Short exercise 1: According to the article on hot code loading, what is the maximum number of versions of a single module the BEAM keeps loaded at once?
── Excerpt ──
Hot Code Loading: upgrading a running system

How the BEAM swaps a module's code underneath running processes without dropping a single call - the two-version rule, code:load_file, code_change, and the release machinery telephone switches demanded.

ErlangElixir

Most deployments look the same: stop the old process, start the new one, and apologise for the gap in between. Behind a load balancer you can hide that gap, but the program itself still dies and is reborn - open connections drop, in-memory state evaporates, anything mid-flight is lost.

The BEAM was built by people who could not accept that gap. A telephone exchange that drops calls during an upgrade is a telephone exchange that drops calls, and "we were deploying" is not an answer a phone company gives. So Erlang's runtime can do something genuinely rare: replace the code of a running module while processes are still executing it, with no stop, no restart, and no lost state. This is hot code loading, and it reaches surprisingly deep into how the VM is designed.

This article walks through the mechanism from the bottom up: how the BEAM holds two versions of a module at once, how a process crosses from old code to new, the kernel functions that drive it, the OTP code_change callback that migrates state, the full release-upgrade machinery built on top, and why telecom needed every bit of it.

Why a phone switch can never stop

Start with the requirement, because it explains the whole design. In 1998 Ericsson shipped the AXD301, an ATM switch carrying over a million lines of Erlang (later more than two million). Its claim to fame was a reported availability of nine nines - 99.9999999% uptime, which works out to roughly 32 milliseconds of downtime per year.

You do not reach numbers like that by deploying carefully. You reach them by never taking the system down at all - including for the routine, constant business of fixing bugs and shipping features. A carrier-grade switch runs for years; in that time its software will be patched hundreds of times. If every patch meant a reboot, nine nines would be physically impossible. As Joe Armstrong put it, hot swapping - changing code without stopping the system - is a defining feature of the Erlang runtime, not an add-on. The requirement came first; the BEAM mechanism was reverse-engineered from "the switch must never go down."

That heritage is why hot code loading is built into the virtual machine rather than bolted on by a library. Every language on the BEAM inherits it for free.

The two-version rule

The foundation is a deceptively simple rule. For any given module, the BEAM keeps at most two versions loaded at once: a current version and an old version. Both are valid, and - this is the key part - both can run concurrently.

When you load a module the first time, it becomes current. Load it again and the previously current code is demoted to old; the freshly loaded code becomes the new current. Processes that were already executing inside the old code keep running there, undisturbed. New external calls resolve to the current version. Two generations of the same module coexist in memory, each serving the processes that belong to it.

            load v1                 load v2                 load v3
   (none) ─────────▶  current=v1 ─────────▶  current=v2 ─────────▶  current=v3
                                              old=v1                  old=v2
                                                              (v1 purged: any process
                                                               still in v1 is killed)
───
── Dataset excerpts ──
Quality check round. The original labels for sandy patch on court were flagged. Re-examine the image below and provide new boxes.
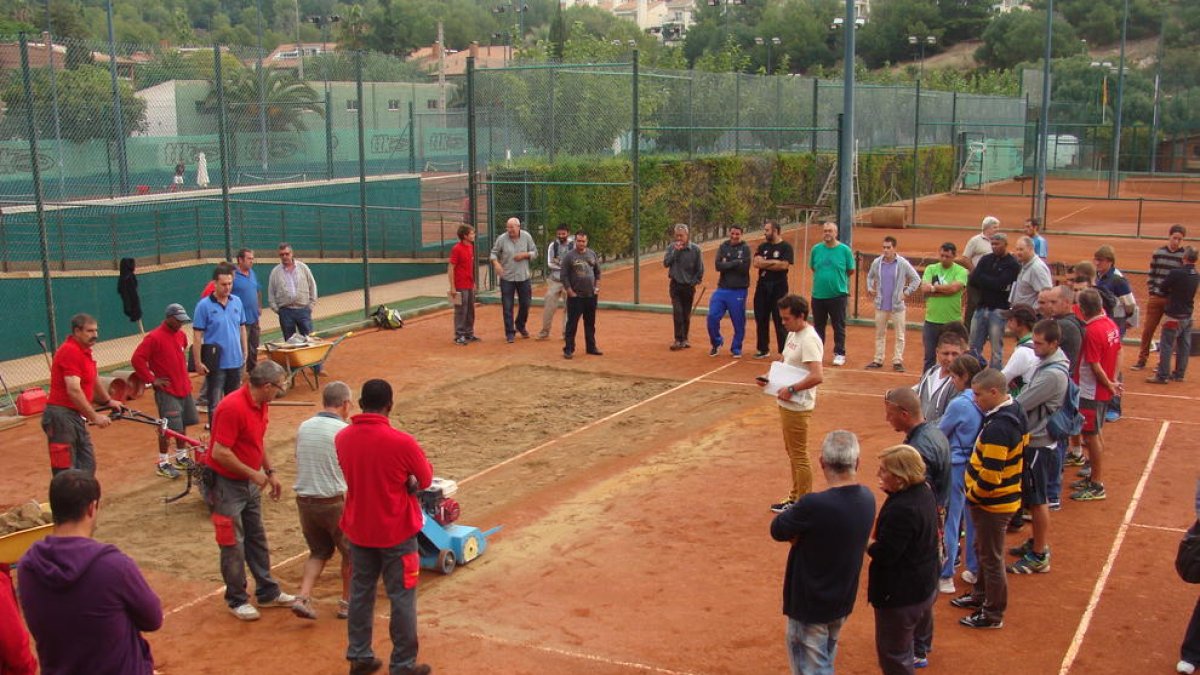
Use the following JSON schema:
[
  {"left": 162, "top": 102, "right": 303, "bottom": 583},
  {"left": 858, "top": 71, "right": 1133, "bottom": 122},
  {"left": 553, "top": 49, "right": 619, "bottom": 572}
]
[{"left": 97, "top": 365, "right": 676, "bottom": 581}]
───
── Dataset excerpts ──
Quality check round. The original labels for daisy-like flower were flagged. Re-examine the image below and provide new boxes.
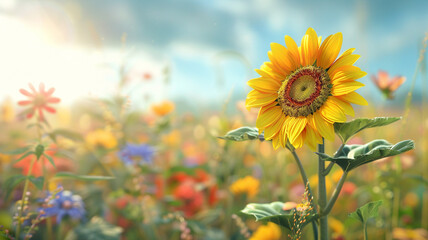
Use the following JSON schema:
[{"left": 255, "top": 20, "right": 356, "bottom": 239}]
───
Short exercise 2: Extract every line of the records that contains the string "examine".

Task response 1: Two: a current version and an old version.

Task response 2:
Quality check round. The original labels for sandy patch on court were flagged. Re-examine the image below and provide new boxes.
Quality check round. The original labels for daisy-like flower were flagged. Re-examine the image below and provide new boxes.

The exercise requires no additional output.